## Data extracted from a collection
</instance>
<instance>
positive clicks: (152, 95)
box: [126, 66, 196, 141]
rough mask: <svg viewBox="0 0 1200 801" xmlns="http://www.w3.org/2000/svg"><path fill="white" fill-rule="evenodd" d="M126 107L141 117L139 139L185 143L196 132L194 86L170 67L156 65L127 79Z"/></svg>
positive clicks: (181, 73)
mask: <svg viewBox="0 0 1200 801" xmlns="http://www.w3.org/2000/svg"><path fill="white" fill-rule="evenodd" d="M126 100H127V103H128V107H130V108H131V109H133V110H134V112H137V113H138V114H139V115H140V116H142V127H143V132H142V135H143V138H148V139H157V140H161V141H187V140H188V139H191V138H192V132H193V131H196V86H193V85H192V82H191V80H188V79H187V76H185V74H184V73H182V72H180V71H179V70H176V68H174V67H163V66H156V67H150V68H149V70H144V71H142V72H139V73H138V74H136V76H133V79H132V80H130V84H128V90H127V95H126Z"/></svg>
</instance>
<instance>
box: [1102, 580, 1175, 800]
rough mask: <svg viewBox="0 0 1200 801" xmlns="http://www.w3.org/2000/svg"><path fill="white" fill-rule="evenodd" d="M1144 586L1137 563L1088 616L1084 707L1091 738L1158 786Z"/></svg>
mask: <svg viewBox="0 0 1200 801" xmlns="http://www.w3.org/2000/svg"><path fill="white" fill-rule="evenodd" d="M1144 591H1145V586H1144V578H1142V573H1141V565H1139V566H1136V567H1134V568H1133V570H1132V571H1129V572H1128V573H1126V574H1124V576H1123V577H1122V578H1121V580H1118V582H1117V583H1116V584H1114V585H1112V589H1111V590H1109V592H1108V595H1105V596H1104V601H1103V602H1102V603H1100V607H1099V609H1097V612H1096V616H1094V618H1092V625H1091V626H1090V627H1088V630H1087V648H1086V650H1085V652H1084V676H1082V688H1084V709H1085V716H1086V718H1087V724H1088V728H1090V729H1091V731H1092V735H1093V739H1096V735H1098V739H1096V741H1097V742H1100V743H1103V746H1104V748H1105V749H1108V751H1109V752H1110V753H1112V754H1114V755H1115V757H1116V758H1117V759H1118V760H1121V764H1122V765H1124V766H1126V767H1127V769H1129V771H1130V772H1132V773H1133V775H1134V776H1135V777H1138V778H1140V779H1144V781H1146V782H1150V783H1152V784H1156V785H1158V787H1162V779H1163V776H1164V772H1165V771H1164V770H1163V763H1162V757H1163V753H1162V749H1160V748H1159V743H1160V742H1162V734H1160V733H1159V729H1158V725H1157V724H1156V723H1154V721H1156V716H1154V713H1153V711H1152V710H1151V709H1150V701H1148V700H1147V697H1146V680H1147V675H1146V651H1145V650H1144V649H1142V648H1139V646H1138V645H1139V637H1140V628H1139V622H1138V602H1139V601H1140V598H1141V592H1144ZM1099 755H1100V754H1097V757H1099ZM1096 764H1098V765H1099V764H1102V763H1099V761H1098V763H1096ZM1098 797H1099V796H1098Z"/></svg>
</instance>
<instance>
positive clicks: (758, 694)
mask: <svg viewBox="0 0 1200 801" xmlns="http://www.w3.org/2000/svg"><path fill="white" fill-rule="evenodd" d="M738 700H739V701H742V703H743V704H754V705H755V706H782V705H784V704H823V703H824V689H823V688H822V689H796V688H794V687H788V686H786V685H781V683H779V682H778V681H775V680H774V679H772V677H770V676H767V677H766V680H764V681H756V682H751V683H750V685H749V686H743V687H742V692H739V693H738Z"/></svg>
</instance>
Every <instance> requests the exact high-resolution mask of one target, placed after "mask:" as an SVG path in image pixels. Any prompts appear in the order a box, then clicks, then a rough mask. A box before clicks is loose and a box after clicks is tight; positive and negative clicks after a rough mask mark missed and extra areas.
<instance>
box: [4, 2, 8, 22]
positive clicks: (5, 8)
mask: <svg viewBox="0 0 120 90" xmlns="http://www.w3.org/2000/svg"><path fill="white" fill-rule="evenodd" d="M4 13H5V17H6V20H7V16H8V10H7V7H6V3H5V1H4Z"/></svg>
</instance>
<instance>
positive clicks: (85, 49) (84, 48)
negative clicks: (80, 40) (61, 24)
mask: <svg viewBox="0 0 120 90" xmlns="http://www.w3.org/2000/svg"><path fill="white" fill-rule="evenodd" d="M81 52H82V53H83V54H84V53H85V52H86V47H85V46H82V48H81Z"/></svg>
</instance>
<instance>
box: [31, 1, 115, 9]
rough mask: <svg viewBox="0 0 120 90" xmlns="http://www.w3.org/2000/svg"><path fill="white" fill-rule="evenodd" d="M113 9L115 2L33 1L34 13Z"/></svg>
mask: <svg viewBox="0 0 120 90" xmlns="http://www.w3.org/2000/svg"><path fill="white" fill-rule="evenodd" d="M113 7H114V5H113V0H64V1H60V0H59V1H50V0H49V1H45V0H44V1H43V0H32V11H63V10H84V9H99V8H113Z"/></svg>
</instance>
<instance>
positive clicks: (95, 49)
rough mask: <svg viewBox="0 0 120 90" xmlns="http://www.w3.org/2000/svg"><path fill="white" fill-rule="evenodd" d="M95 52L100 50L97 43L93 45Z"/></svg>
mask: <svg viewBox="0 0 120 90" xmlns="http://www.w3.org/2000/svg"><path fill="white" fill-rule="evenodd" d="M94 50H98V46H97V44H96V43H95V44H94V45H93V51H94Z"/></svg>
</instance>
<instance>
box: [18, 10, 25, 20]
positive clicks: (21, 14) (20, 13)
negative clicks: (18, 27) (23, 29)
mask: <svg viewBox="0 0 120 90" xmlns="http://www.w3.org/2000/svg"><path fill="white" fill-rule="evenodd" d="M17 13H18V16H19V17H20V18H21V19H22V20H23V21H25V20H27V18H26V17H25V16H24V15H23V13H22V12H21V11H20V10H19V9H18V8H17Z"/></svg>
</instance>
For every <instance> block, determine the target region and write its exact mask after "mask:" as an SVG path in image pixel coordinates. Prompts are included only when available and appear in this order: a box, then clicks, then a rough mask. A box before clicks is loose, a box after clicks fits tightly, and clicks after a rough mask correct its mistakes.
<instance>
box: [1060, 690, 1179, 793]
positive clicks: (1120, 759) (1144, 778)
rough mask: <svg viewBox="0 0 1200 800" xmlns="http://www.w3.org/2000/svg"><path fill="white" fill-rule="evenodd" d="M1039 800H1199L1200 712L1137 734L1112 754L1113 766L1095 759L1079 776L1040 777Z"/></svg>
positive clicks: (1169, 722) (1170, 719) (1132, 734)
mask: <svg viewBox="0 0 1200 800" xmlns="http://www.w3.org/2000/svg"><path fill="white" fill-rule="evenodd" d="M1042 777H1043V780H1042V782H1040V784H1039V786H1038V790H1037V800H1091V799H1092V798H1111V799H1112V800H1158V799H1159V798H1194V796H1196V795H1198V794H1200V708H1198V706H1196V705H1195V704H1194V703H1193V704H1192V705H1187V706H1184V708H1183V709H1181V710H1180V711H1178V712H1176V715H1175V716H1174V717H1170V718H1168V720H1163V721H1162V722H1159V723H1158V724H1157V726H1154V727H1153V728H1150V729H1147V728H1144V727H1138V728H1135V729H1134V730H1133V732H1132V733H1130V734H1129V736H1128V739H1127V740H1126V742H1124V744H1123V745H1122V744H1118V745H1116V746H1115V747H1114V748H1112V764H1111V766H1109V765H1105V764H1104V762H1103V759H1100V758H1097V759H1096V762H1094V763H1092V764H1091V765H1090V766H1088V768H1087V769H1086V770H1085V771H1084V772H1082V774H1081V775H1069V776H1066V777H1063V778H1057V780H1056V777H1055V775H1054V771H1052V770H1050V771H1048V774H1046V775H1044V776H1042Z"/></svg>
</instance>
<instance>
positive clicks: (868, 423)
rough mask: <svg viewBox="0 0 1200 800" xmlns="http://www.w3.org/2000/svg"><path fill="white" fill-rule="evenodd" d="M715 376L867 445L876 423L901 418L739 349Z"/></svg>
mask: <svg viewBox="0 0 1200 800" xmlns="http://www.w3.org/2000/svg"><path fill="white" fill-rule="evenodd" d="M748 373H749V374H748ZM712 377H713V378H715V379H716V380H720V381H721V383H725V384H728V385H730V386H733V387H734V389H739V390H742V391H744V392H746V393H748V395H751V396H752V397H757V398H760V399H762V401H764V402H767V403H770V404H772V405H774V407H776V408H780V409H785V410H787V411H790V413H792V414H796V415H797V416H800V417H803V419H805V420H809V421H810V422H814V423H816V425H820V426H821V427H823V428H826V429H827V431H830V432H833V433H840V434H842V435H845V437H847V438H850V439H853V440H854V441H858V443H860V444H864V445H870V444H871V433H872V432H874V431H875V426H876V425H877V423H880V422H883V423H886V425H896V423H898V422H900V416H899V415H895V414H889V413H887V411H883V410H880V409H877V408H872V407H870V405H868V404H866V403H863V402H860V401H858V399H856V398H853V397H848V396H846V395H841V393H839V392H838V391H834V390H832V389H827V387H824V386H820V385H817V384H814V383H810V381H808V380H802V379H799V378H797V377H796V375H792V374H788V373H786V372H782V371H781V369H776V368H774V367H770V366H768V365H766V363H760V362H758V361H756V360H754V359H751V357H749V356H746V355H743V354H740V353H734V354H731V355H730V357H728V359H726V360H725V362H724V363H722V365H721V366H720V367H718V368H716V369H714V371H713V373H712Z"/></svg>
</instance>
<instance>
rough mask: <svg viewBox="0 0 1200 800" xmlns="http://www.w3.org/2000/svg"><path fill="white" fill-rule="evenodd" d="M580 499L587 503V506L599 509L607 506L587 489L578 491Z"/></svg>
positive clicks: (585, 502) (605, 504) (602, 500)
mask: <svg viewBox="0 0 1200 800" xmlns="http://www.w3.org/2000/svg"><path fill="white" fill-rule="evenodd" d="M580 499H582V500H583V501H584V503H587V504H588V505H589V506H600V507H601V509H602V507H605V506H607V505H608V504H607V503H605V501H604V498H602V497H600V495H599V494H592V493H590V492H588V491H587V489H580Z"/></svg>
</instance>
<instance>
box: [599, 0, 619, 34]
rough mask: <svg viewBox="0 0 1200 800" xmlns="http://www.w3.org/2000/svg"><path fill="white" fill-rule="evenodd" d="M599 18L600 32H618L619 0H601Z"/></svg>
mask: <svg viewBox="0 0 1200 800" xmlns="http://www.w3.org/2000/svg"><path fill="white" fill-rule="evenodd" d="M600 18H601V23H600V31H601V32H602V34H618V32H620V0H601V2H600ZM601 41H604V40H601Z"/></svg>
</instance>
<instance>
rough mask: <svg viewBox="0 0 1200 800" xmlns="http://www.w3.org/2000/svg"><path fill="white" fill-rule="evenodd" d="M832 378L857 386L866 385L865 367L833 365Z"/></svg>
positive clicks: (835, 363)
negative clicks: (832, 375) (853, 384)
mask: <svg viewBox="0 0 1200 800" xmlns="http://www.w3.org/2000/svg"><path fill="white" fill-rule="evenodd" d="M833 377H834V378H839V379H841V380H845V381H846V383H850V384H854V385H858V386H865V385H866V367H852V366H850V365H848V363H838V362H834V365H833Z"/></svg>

## EXERCISE OBJECTIVE
Your response should be each line that includes the word "loose", copied from the records.

## RESPONSE FOR THIS EXERCISE
Every <instance> requests the exact high-resolution mask of one target, placed after "mask:" as an SVG path in image pixels. Any prompts appear in the order a box, then clicks, then a rough mask. A box before clicks is loose and a box after clicks is tight; positive and negative clicks after a rough mask mark missed and extra areas.
For every <instance> block, determine the target region and write its exact mask after "mask:" as an SVG path in image pixel coordinates. Prompts are included only when available and appear in this order: a box, then clicks, then a rough mask. A box before clicks is loose, a box after clicks fits tightly, and clicks after a rough mask correct its mistakes.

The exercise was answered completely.